◆ **Brano**

Conflitto Russia-Ucraina

of Guidi G.

Le sanzioni sono un insieme di misure di restrizione o di blocco dei rapporti economici, commerciali, militari e scientifici da parte di uno o più Stati verso un altro ritenuto reo di violazione del diritto internazionale. Tra i provvedimenti che hanno fatto la storia d’Italia, si ricordano quelli adottati a seguito dell’invasione dell’Etiopia da parte di Mussolini. Furono infatti le prime sanzioni messe in atto dalla Società delle Nazioni nel 1935. Se ne possono annoverare tante, giunte in seguito, ma per sottolineare che non sempre sortiscono le conseguenze sperate. Anzi, in certi casi hanno un devastante e svilente effetto boomerang. La storia dimostra infatti che le precedenti esperienze non hanno portato il Paese interessato a rivedere la politica che ha fatto meritare il provvedimento, anche quando ha generato un isolamento economico parziale o totale. Ma più che altro le sanzioni sono sempre un’arma a doppio taglio, perché incidono su rapporti economici che sono vantaggiosi per loro natura per entrambe le parti, rivelandosi così reciprocamente penalizzanti, sia per chi le subisce sia verso chi le impone.
Questo tipo di intrapresa ha inoltre tendenzialmente uno scarso effetto sui regimi totalitari e dittatoriali, dove le conseguenze politiche di certe azioni hanno scarsa ripercussione sul piano pratico. Negli Stati in cui manca la libertà di espressione, infatti, le popolazioni effettivamente colpite non hanno modo di esprimere il proprio dissenso, né dentro, né fuori dalla cabina elettorale. Le sanzioni finiscono quindi per colpire più direttamente il privato cittadino e le imprese e hanno un effetto pressoché ininfluente sui centri di potere.

◆ **Blocco dati**
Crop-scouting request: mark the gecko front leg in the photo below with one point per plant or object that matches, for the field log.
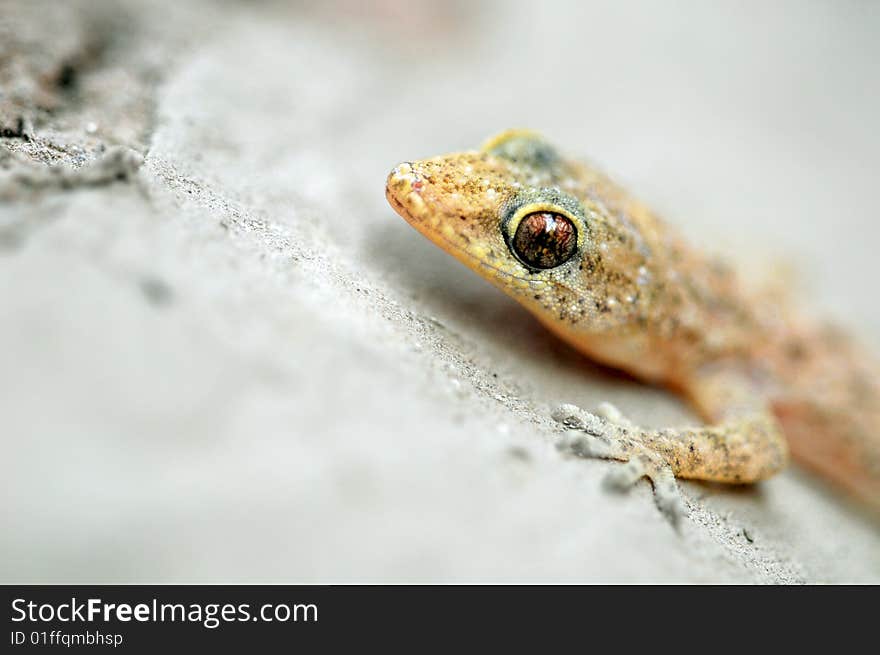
(607, 434)
(745, 447)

◆ **Attività da svolgere**
- a) Riporta fedelmente il brano sulle sanzioni da "Questo tipo di" a "centri di potere.".
- b) Scrivi il seguito del brano sulle sanzioni, partendo subito dopo la sua ultima frase.
Il materiale non è necessario per svolgere il lavoro.

◆ **Le risposte**
- a)
Questo tipo di intrapresa ha inoltre tendenzialmente uno scarso effetto sui regimi totalitari e dittatoriali, dove le conseguenze politiche di certe azioni hanno scarsa ripercussione sul piano pratico. Negli Stati in cui manca la libertà di espressione, infatti, le popolazioni effettivamente colpite non hanno modo di esprimere il proprio dissenso, né dentro, né fuori dalla cabina elettorale. Le sanzioni finiscono quindi per colpire più direttamente il privato cittadino e le imprese e hanno un effetto pressoché ininfluente sui centri di potere.

- b)
Gli esiti che si producono sono tendenzialmente percepibili nel medio e lungo periodo, mentre i tempi delle azioni militari sono estremamente celeri e la conseguenza è l’inefficacia delle sanzioni, a fronte della perdita di vite umane e della distruzione generale.
Le sanzioni verso la Russia, corre l’obbligo di sottolinearlo, sono tuttavia senza precedenti nella storia e, soprattutto, sono ad amplissimo raggio, riguardando numerose tipologie di rapporti economici e una lunga lista di Paesi attori, a partire da Stati Uniti, Regno Unito e dall’Unione Europea, per giungere alla neutrale Svizzera. Pertanto, anche l’impatto atteso è diverso dalle precedenti esperienze, tanto più che l’accento è stato posto sul divieto di intrattenere scambi finanziari e non solo commerciali.
L’Unione Europea ha attivato sinora 4 pacchetti di sanzioni, ognuno in risposta al graduale inasprimento del conflitto bellico tra Russia e Ucraina. In generale le azioni sono divise in individuali, finanziarie e commerciali. Tra le prime, vi sono per esempio il congelamento dei beni nell’Unione Europea, di proprietà di persone — diverse centinaia — ed entità russe, dal presidente russo fino ad alcuni membri della Duma di Stato. Tra le sanzioni di natura finanziaria, vi sono quelle che proibiscono ai cittadini europei di acquistare, vendere, fornire servizi di investimento o di assistenza nell’emissione o trattare con valori mobiliari e strumenti del mercato monetario emessi da istituti finanziari russi di proprietà statale e qualsiasi altro istituto di credito stabilito in Russia con un ruolo significativo nel sostenere la Russia, il suo governo e la Banca centrale.
Sanzioni commerciali che vietano ai soggetti dell’UE di vendere, fornire, trasferire o esportare direttamente o indirettamente qualsiasi bene, software o tecnologia a duplice uso a qualsiasi entità o persona in Russia o destinati ad essere utilizzati in Russia e di fornire assistenza tecnica, intermediazione e servizi finanziari correlati.
In riferimento a quest’ultima tipologia di restrizioni, si segnala che le imprese europee devono operare con la massima attenzione per non correre rischi pesantissimi a loro danno. Al fine di evitare comportamenti non ammessi, gli operatori economici, in qualunque forma esercitino, devono intraprendere azioni adeguate nei confronti di clienti e fornitori.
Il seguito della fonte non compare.